*THE PROBLEM:* Please copy word for word the lines of the entries below, from the line containing "point: jacket collar" up to and including the line containing "column 968, row 376".

*MATERIAL FOR THE TASK:*
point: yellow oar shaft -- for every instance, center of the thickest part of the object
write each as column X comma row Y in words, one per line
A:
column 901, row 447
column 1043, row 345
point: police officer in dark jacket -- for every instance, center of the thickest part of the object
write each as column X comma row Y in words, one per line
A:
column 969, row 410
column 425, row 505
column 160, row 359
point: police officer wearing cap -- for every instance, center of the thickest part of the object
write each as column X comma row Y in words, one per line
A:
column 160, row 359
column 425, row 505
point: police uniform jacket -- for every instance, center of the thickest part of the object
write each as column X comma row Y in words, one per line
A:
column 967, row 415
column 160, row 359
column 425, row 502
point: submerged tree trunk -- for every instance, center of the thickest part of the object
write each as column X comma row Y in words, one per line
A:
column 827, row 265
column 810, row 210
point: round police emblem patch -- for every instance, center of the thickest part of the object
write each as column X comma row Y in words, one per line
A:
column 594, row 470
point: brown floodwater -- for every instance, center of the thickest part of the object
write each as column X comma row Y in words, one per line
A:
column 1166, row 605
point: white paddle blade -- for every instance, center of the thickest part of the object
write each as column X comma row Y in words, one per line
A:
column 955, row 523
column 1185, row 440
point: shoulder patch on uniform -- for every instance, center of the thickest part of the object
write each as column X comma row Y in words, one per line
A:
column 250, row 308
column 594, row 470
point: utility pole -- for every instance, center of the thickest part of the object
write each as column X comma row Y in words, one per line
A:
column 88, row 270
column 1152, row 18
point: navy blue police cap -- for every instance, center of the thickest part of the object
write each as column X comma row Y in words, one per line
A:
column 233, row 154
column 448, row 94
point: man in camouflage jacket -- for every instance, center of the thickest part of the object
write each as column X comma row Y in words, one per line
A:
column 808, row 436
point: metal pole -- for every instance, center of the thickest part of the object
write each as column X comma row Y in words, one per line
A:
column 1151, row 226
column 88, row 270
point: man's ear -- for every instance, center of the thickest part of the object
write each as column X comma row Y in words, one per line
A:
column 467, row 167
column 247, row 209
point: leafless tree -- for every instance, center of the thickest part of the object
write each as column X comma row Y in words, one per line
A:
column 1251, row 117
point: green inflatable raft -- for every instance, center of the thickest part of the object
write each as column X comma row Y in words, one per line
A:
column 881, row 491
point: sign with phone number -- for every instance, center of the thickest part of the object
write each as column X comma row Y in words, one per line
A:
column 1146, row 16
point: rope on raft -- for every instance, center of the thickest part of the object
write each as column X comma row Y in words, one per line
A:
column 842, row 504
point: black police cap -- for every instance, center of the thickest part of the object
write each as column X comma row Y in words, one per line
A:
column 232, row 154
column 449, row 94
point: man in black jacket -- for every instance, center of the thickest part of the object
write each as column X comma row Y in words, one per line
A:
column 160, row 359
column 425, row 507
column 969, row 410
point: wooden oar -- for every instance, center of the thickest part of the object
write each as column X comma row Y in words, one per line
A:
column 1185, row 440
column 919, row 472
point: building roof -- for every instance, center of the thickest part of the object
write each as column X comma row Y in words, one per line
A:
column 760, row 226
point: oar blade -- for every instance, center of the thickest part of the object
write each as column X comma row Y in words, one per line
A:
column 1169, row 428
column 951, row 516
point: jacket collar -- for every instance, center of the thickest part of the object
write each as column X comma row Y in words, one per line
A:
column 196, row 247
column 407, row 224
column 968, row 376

* * *

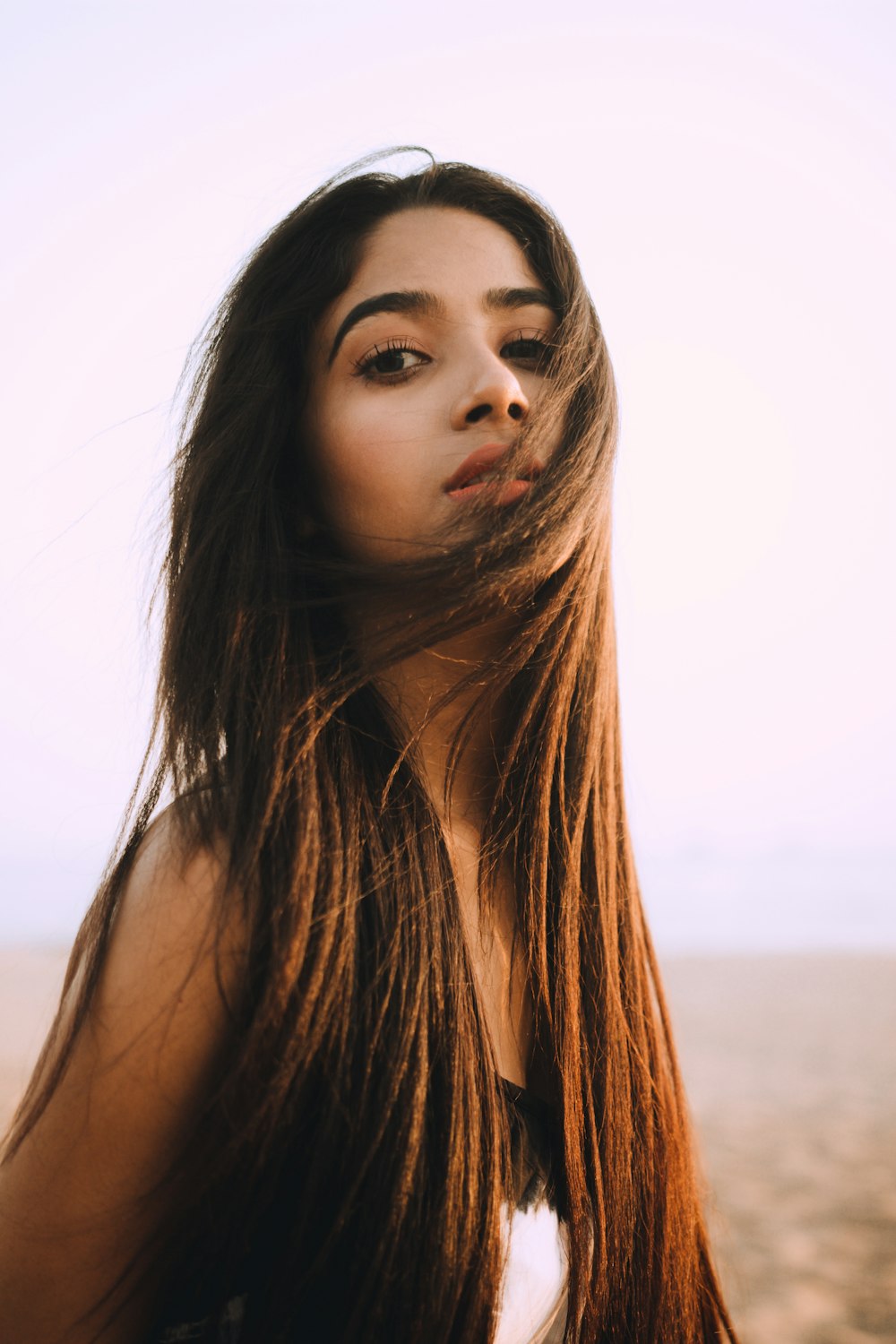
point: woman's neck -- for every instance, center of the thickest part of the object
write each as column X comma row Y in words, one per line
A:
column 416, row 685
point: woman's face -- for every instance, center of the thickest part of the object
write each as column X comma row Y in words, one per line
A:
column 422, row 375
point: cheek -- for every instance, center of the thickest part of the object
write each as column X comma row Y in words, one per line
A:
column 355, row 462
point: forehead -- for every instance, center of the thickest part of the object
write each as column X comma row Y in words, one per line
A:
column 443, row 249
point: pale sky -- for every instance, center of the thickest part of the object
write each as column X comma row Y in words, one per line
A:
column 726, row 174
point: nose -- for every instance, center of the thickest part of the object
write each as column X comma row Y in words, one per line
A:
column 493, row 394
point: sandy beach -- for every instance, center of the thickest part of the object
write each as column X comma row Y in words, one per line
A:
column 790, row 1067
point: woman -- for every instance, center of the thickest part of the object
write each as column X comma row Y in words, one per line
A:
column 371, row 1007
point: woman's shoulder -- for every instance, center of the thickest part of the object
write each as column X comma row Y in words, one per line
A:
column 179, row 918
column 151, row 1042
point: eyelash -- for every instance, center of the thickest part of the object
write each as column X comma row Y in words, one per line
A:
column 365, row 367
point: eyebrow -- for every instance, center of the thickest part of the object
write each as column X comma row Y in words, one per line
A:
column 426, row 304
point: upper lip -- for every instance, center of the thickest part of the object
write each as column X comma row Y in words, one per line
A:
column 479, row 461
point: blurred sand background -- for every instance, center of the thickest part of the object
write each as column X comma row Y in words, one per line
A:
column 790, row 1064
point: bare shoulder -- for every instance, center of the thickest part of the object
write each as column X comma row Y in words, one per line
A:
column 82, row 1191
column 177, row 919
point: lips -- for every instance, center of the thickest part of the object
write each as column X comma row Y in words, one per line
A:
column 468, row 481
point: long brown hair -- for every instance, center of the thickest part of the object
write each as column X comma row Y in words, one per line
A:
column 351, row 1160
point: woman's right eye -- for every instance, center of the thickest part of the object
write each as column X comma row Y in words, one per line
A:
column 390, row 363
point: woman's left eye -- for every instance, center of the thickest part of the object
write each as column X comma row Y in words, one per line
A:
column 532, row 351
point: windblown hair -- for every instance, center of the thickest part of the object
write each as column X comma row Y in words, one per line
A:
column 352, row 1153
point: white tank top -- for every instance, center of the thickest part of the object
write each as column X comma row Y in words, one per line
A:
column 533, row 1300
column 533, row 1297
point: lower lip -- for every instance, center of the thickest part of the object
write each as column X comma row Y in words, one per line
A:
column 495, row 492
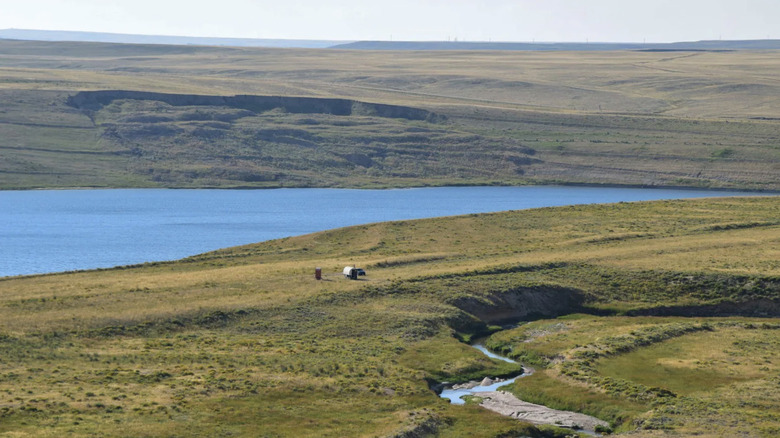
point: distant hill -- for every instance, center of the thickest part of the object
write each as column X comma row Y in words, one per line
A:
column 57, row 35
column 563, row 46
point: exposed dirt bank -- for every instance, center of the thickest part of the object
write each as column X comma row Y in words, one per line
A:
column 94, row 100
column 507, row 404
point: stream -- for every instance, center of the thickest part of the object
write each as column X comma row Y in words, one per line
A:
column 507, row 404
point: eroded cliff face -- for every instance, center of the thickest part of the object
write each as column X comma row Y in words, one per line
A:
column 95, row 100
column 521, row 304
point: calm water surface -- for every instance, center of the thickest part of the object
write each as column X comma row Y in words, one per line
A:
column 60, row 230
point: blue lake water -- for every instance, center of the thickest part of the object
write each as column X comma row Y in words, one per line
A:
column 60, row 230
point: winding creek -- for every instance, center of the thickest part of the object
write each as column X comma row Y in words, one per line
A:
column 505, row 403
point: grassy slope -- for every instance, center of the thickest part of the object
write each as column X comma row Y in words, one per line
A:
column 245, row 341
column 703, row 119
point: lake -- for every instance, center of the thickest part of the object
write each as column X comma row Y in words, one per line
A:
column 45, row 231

--

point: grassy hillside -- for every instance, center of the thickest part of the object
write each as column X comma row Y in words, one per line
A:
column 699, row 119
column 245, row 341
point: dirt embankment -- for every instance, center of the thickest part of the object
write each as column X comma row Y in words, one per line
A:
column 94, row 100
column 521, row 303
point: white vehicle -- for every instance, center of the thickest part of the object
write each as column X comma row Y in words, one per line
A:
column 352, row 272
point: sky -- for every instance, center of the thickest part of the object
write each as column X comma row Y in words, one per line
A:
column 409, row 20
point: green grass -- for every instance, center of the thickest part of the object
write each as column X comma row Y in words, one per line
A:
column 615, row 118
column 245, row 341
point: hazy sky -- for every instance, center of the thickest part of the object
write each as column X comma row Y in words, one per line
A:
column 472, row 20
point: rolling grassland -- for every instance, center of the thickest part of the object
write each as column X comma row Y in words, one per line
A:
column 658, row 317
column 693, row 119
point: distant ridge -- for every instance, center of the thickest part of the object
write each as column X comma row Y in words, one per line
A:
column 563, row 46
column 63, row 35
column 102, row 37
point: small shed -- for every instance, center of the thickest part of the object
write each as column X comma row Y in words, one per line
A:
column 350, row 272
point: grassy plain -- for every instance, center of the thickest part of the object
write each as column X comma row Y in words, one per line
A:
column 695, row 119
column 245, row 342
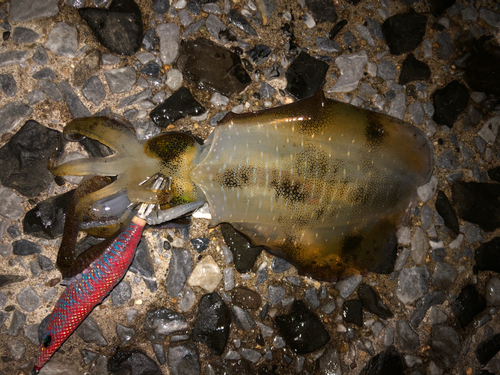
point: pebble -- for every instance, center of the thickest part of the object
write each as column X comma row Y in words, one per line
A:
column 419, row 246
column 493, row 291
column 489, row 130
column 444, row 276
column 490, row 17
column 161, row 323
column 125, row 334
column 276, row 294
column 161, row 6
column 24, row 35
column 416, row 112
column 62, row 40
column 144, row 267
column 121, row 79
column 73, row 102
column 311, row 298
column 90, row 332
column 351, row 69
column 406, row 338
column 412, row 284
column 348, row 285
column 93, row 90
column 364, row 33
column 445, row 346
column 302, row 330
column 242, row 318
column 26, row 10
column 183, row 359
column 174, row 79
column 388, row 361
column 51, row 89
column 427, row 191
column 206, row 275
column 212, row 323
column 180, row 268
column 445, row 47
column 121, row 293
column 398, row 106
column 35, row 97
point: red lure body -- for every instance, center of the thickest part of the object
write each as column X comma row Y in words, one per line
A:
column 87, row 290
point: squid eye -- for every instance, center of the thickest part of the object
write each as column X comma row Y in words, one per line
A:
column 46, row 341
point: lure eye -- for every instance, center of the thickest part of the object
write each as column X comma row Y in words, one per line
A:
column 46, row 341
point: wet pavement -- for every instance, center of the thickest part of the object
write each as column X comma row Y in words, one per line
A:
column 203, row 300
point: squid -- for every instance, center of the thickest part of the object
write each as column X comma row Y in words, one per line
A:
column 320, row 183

*TASK RESPONSE:*
point: jacket collar -- for every instance, center of the thickest part of the object
write each as column X comma row Y in words, one per line
A:
column 196, row 247
column 407, row 224
column 968, row 376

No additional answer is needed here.